Task brief: Turn every line of the entries below into a numbered list, skipping blank lines and leaving the pictures out.
── Input material
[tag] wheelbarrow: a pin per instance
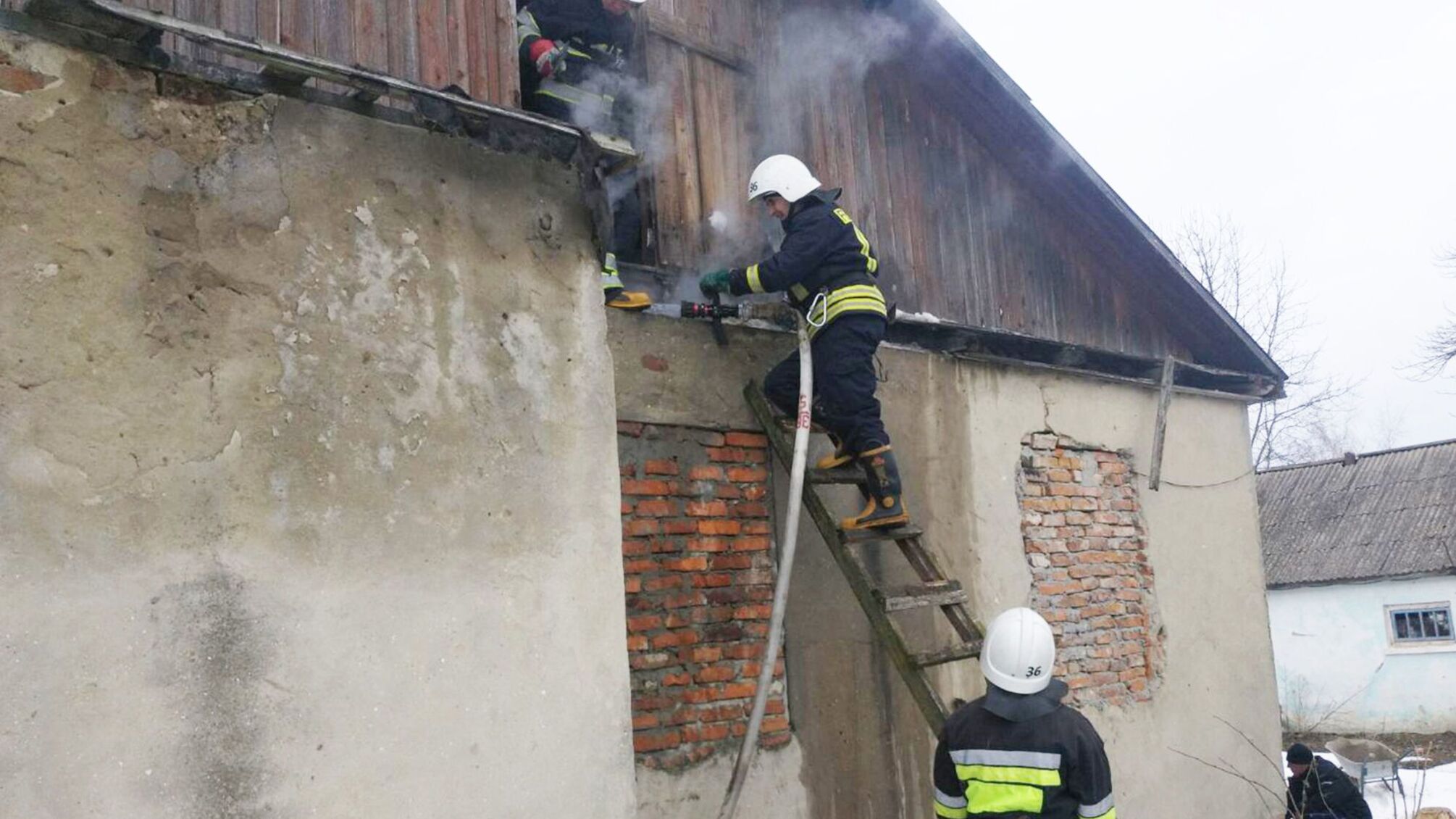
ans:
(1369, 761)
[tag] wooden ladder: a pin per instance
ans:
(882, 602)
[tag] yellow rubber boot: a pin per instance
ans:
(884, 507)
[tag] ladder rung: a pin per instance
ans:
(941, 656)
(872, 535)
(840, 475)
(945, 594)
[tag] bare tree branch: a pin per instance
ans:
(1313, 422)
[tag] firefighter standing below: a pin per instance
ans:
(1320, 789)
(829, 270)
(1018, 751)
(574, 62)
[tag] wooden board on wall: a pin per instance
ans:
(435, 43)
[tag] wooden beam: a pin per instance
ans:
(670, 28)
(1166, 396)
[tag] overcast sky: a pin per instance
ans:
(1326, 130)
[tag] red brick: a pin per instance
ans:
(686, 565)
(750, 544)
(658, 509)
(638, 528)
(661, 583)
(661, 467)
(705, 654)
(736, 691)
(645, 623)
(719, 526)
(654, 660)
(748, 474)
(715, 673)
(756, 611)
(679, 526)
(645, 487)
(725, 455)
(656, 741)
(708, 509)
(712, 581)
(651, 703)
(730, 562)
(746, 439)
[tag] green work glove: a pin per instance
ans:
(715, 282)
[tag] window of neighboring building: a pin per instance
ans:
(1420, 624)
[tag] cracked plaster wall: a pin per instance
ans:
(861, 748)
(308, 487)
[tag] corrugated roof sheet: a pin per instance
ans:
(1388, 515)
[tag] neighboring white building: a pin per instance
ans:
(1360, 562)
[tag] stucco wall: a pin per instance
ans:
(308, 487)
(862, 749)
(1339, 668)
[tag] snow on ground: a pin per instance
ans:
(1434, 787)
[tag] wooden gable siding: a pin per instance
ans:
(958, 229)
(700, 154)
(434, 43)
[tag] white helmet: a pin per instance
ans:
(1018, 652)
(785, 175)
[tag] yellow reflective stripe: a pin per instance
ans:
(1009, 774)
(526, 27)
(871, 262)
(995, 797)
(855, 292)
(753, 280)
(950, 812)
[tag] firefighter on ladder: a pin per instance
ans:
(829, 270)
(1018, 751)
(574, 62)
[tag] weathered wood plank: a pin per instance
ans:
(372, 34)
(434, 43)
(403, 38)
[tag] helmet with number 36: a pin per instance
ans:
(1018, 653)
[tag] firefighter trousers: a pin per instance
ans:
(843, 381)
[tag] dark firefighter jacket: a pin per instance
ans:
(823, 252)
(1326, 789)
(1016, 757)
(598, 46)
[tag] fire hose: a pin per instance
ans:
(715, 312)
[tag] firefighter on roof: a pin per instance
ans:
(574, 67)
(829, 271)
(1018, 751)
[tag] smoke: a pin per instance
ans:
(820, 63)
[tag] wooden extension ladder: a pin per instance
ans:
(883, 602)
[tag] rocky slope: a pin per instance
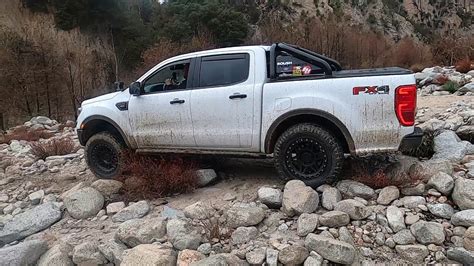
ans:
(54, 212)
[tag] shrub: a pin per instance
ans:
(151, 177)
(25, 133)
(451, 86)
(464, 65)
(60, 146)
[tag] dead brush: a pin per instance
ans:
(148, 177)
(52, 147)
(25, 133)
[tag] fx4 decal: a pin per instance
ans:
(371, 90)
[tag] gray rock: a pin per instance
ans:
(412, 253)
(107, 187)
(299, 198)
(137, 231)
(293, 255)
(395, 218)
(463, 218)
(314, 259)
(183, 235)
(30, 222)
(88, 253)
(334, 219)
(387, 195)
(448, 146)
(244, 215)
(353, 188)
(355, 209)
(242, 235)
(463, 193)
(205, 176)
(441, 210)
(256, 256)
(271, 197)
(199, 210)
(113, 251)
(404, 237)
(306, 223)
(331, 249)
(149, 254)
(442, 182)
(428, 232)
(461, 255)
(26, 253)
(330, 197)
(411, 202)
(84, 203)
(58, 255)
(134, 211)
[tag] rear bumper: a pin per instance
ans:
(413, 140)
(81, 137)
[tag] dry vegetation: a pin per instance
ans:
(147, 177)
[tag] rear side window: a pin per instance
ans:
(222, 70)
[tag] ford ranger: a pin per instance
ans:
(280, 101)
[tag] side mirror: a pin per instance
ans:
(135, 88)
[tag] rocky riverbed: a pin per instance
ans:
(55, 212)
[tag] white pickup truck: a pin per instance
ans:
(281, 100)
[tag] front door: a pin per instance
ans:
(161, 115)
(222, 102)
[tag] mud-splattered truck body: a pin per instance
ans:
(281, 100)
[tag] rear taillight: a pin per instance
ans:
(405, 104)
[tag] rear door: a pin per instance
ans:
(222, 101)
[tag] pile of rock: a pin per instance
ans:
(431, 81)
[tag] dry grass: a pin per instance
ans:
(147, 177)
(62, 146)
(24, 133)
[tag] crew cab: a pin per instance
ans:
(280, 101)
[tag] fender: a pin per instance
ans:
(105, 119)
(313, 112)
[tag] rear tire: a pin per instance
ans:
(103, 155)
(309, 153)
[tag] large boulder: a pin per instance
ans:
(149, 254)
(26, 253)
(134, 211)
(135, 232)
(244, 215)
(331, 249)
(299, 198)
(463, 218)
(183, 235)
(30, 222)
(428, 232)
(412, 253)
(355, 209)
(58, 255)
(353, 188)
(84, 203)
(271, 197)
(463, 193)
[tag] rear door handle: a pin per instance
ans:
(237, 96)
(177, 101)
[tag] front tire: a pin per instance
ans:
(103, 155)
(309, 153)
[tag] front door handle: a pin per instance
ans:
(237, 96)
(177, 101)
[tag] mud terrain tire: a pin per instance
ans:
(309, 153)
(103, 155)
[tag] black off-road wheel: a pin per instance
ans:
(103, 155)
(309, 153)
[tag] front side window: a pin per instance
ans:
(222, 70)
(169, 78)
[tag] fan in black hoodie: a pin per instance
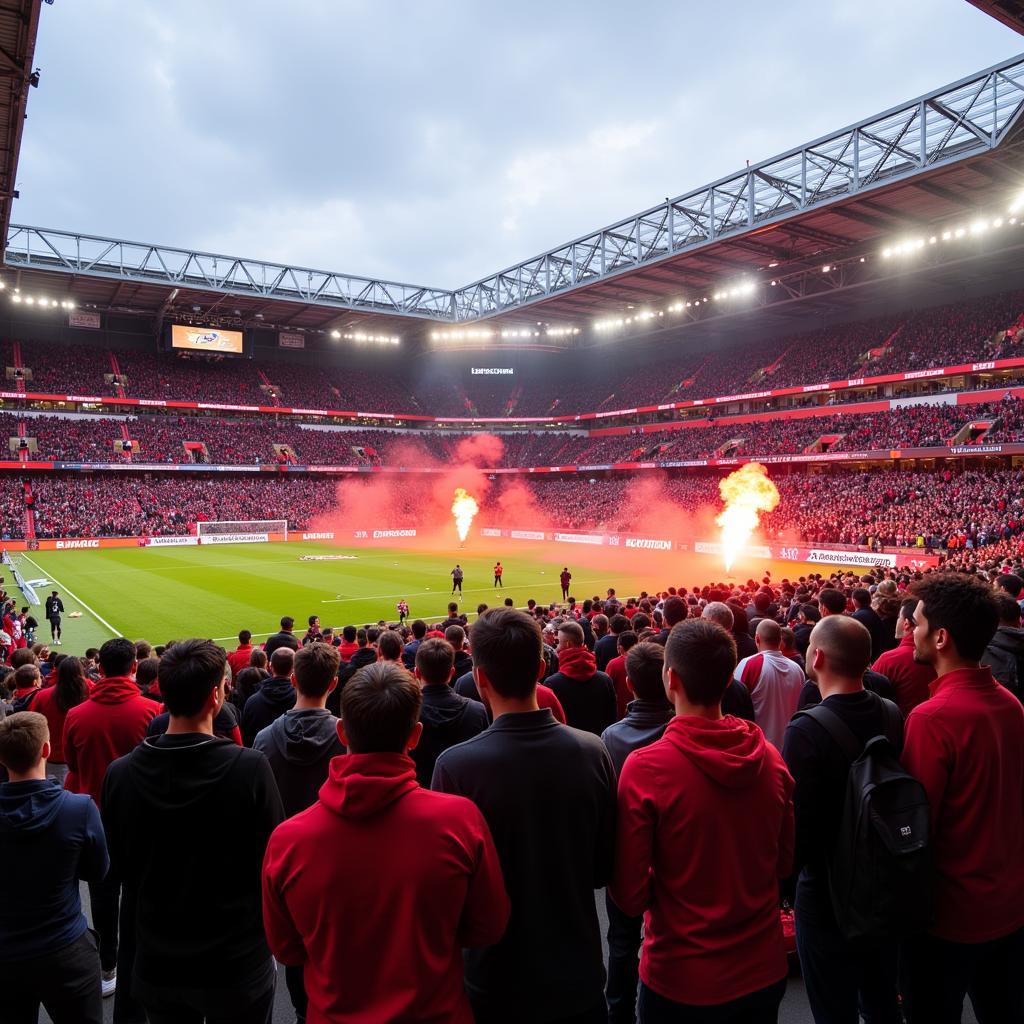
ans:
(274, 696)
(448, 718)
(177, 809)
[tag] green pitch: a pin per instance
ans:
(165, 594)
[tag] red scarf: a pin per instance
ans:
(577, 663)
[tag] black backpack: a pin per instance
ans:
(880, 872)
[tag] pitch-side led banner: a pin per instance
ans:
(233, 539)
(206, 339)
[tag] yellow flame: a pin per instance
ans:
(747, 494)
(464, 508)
────
Complete answer:
1. [tag] wheelbarrow: a pin per instance
2. ans:
3. (1369, 761)
4. [tag] wooden ladder: a pin per instance
5. ans:
6. (882, 602)
7. [tag] yellow rubber boot: a pin per instance
8. ans:
9. (884, 507)
10. [tag] ladder rung: a pin per instance
11. ans:
12. (941, 656)
13. (872, 535)
14. (840, 475)
15. (945, 594)
16. [tag] bare tree branch: a pin per instance
17. ans:
18. (1313, 422)
19. [tag] firefighter standing below: a pin per instance
20. ans:
21. (1320, 789)
22. (829, 270)
23. (1018, 751)
24. (574, 62)
25. [tag] wooden board on wall: a pin per instance
26. ans:
27. (435, 43)
28. [tag] wooden beam: a pin per instance
29. ans:
30. (670, 28)
31. (1166, 396)
32. [tag] overcast sky: a pin per instance
33. ans:
34. (1326, 130)
35. [tag] red brick: a pin per instance
36. ans:
37. (686, 565)
38. (750, 544)
39. (658, 509)
40. (638, 528)
41. (661, 583)
42. (661, 467)
43. (705, 654)
44. (736, 691)
45. (645, 623)
46. (719, 526)
47. (654, 660)
48. (748, 474)
49. (715, 673)
50. (756, 611)
51. (679, 526)
52. (645, 487)
53. (725, 455)
54. (656, 741)
55. (708, 509)
56. (712, 581)
57. (651, 703)
58. (730, 562)
59. (746, 439)
60. [tag] green work glove: a pin per instance
61. ans:
62. (715, 282)
63. [tag] window of neighboring building: a pin per instance
64. ans:
65. (1420, 624)
66. [tag] cracked plaster wall: a pin per instance
67. ans:
68. (861, 748)
69. (308, 487)
70. [tag] corrugated roof sheet: a pin per instance
71. ans:
72. (1388, 515)
73. [tag] neighboring white building: a pin per instance
74. ans:
75. (1360, 562)
76. [tag] stucco wall: a pin per instance
77. ans:
78. (308, 487)
79. (862, 749)
80. (1339, 668)
81. [tag] snow on ground: a pin per instance
82. ans:
83. (1434, 787)
84. [tag] wooden gable siding: a pin per instance
85. ans:
86. (958, 229)
87. (700, 154)
88. (434, 43)
89. [tag] white helmet: a pin per instance
90. ans:
91. (1018, 652)
92. (785, 175)
93. [tag] yellow reflective stripe: a pin per instance
94. ans:
95. (1009, 774)
96. (526, 27)
97. (871, 262)
98. (995, 797)
99. (855, 292)
100. (753, 280)
101. (950, 812)
102. [tag] firefighter on ladder: a pin per instance
103. ans:
104. (829, 270)
105. (1018, 751)
106. (574, 62)
107. [tag] weathered wood plank: a pin per instance
108. ans:
109. (372, 34)
110. (434, 43)
111. (403, 38)
112. [tag] helmet with number 36: a pin per instance
113. ans:
114. (1018, 653)
115. [tag] firefighter trousers: a pin per instance
116. ans:
117. (843, 381)
118. [tag] dark firefighter jacket: a pin per instance
119. ans:
120. (823, 252)
121. (1326, 789)
122. (1016, 757)
123. (598, 46)
124. [tag] fire hose: a pin per instance
125. ans:
126. (715, 312)
127. [tag] firefighter on roof: a pin per instance
128. ans:
129. (574, 67)
130. (829, 271)
131. (1018, 751)
132. [tag] smoke: a pin per instance
133. ans:
134. (820, 63)
135. [tag] wooden extension ladder: a pin per instance
136. ans:
137. (883, 602)
138. [tag] rocky slope: a pin per instance
139. ans:
140. (54, 212)
141. [tag] shrub: a pin per instance
142. ans:
143. (151, 177)
144. (25, 133)
145. (451, 86)
146. (464, 65)
147. (60, 146)
148. [tag] dead brush: a pin per instance
149. ans:
150. (148, 177)
151. (52, 147)
152. (25, 133)
153. [tag] fx4 decal: a pin per instance
154. ans:
155. (371, 90)
156. [tag] gray rock: a pin per instance
157. ans:
158. (412, 253)
159. (107, 187)
160. (299, 198)
161. (137, 231)
162. (293, 255)
163. (395, 218)
164. (463, 218)
165. (314, 259)
166. (183, 235)
167. (30, 222)
168. (88, 253)
169. (334, 219)
170. (387, 195)
171. (448, 146)
172. (244, 215)
173. (353, 188)
174. (355, 209)
175. (242, 235)
176. (463, 193)
177. (205, 176)
178. (441, 210)
179. (256, 256)
180. (271, 197)
181. (199, 210)
182. (113, 251)
183. (404, 237)
184. (306, 223)
185. (331, 249)
186. (149, 254)
187. (442, 182)
188. (428, 232)
189. (461, 255)
190. (26, 253)
191. (330, 197)
192. (411, 202)
193. (84, 203)
194. (58, 255)
195. (134, 211)
196. [tag] rear bumper: a pin per instance
197. ans:
198. (413, 140)
199. (81, 137)
200. [tag] dry vegetation: a pin per instance
201. ans:
202. (147, 177)
203. [tag] rear side window: a pin per instance
204. ans:
205. (222, 70)
206. [tag] ford ranger: a pin per instance
207. ans:
208. (280, 101)
209. [tag] side mirror: a pin per instance
210. ans:
211. (135, 88)
212. [tag] rocky riverbed: a pin per instance
213. ans:
214. (55, 212)
215. [tag] white pickup truck: a pin per instance
216. ans:
217. (281, 100)
218. [tag] front door: a pin per instance
219. ans:
220. (161, 115)
221. (222, 102)
222. [tag] mud-splattered truck body: a pin per instance
223. ans:
224. (281, 100)
225. [tag] rear taillight: a pin per instance
226. ans:
227. (405, 104)
228. [tag] rear door: a pin per instance
229. ans:
230. (222, 101)
231. [tag] pile of rock: a pin per instance
232. ans:
233. (431, 81)
234. [tag] dry grass: a pin per instance
235. ans:
236. (147, 177)
237. (62, 146)
238. (24, 133)
239. [tag] crew cab: a pin per instance
240. ans:
241. (280, 101)
242. [tag] fender: a pin per instance
243. ans:
244. (105, 119)
245. (313, 112)
246. [tag] rear tire: a pin per instance
247. ans:
248. (103, 155)
249. (309, 153)
250. [tag] large boulder: a pin per instance
251. ans:
252. (149, 254)
253. (26, 253)
254. (134, 211)
255. (135, 232)
256. (244, 215)
257. (331, 249)
258. (299, 198)
259. (463, 218)
260. (183, 235)
261. (30, 222)
262. (428, 232)
263. (412, 253)
264. (355, 209)
265. (58, 255)
266. (353, 188)
267. (84, 203)
268. (271, 197)
269. (463, 193)
270. [tag] rear door handle: a pin per instance
271. ans:
272. (237, 96)
273. (177, 101)
274. [tag] front tire: a pin per instance
275. ans:
276. (103, 155)
277. (309, 153)
278. [tag] front door handle: a pin per instance
279. ans:
280. (237, 96)
281. (177, 101)
282. [tag] mud terrain tire: a pin per instance
283. ans:
284. (309, 153)
285. (103, 155)
286. [tag] black off-road wheel: a pin per instance
287. ans:
288. (103, 155)
289. (309, 153)
290. [tag] front side window: a pin per instance
291. ans:
292. (222, 70)
293. (169, 78)
294. [tag] fan in black hoodie: a pin per instance
295. ans:
296. (274, 696)
297. (448, 718)
298. (177, 809)
299. [tag] green pitch: a pin per instance
300. ans:
301. (165, 594)
302. [tag] red scarf: a pin per instance
303. ans:
304. (577, 663)
305. [tag] black backpack: a pin per instance
306. ans:
307. (880, 872)
308. [tag] pitch-side led banner: a pin per instance
309. ans:
310. (233, 539)
311. (206, 339)
312. [tag] yellow flame: a pin per instance
313. ans:
314. (747, 494)
315. (464, 508)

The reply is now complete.